» **Problem to work on**
Rewrite the rows that begin at the line containing "of the utility" and stop after the line containing "[(203, 551), (446, 569), (814, 480), (858, 495)]", keeping every request as it is. In the answers, multiply each coordinate by 0.7 and round it to a whole number, rounding halves up.

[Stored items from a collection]
....
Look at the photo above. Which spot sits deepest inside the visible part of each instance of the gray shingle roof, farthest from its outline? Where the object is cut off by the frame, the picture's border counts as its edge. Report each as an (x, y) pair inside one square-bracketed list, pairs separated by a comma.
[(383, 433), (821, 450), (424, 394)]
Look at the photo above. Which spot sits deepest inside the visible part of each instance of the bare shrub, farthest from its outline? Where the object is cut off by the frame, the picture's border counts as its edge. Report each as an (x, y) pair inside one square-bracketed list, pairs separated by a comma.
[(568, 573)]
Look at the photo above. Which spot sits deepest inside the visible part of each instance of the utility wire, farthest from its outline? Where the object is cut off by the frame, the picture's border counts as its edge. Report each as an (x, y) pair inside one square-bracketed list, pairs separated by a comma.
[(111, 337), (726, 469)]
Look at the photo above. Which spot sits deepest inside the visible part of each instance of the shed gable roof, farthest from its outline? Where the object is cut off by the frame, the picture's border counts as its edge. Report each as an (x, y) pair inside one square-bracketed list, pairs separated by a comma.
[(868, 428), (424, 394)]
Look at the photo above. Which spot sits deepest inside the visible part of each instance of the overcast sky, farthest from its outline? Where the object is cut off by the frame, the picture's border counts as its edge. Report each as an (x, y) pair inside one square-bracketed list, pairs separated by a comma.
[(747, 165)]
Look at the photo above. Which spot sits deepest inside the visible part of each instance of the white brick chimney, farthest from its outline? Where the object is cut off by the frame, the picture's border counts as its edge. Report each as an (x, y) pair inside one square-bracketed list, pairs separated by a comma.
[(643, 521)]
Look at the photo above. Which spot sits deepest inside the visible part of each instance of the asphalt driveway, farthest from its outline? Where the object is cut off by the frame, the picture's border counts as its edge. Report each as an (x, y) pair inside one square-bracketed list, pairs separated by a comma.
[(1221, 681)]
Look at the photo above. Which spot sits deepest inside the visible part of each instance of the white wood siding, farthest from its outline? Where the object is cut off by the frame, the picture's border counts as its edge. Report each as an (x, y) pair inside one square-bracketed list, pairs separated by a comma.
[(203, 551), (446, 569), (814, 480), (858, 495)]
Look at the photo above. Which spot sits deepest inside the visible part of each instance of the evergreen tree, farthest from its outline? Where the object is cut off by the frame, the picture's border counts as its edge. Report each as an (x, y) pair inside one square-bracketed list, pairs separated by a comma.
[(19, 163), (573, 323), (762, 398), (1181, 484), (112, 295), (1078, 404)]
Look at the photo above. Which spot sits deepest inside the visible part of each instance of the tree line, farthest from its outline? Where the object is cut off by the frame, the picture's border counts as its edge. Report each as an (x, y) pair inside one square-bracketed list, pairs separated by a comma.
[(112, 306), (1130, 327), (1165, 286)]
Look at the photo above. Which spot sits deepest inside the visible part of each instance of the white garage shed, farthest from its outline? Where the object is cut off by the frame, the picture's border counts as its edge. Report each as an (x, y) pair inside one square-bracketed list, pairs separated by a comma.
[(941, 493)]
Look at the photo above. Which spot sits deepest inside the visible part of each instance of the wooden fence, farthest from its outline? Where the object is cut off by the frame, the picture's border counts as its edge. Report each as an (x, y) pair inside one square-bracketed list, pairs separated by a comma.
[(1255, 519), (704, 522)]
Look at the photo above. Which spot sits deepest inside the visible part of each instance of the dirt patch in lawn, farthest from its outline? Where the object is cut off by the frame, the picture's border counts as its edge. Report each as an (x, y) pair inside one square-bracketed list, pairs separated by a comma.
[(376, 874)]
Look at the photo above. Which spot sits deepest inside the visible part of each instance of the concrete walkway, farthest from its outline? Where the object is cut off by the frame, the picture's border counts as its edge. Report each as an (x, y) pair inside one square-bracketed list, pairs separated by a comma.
....
» **Exercise output**
Look at the photo above. Which spot sits deepest inside the visible part of each instance of the utility wire, farthest from its outline? Where the object is cut off by the frame, the picture's border counts as its edge. Report each as an (x, y) pair inside one square-bracketed list, pairs separated by a comma.
[(78, 236), (508, 328)]
Look at the photo above. Which spot sits deepest inside the visible part of each instance of the shed gable roof, farthest from its outline? Where the object is cut off by the frame, the picture's border counts as its edge. Report each as an (x, y) pair inside one square-bracketed list, pairs separated by a comma.
[(608, 300), (297, 276)]
Look at the photo above. Which spot sits deepest inside the visible part of each instance of the overcast sky, farthest from its outline? Where the object is cut off by the frame, the picture's border counts as its edge. Report each as an (x, y) pair inside one square-bracketed list, pairs separated by a comma.
[(523, 116)]
Look at the photo above. Which spot sits deepest inside the visible part of each instance of the white brick chimney, farthest from its outline? Where the object is cut off by the frame, the picture's border counts as its edge. Report each as an (x, y) pair inside one square-bracketed list, pairs separated by a comma.
[(450, 365)]
Look at the photo above. Which spot sits deepest inside the visible part of each instance of the asphalt driveway, farthest from its outline? Where the object is cut off by the frame, the picture's border counts as its edge. Report each as an (x, y) pair inside one square-bracketed list, pairs separated by a comma.
[(855, 477)]
Look at the photo above. Which spot sits deepest inside the visible part of each instance of the white wood siding, farthest from its outline? Where the object is cut off by the frame, the picture's border counts as its edge. Report each as an (x, y) pair inside one square-bracketed list, pairs separated by a comma.
[(142, 386), (312, 398), (570, 336), (601, 347)]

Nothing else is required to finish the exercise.